_SET TASK_
Pull every line of text from the data below without changing a word, and leave the pictures out of your answer.

(Excerpts from location labeling data)
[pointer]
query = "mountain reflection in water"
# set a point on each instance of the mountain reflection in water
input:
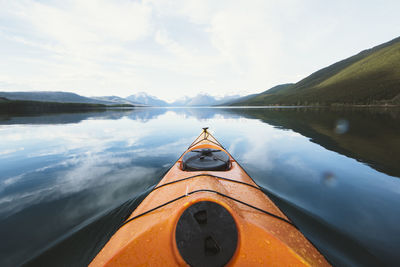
(64, 174)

_SOLUTION TO THIS TASK_
[pointer]
query = "mountain reflection in water"
# set a point on each instance of the mountain reflection in water
input:
(64, 174)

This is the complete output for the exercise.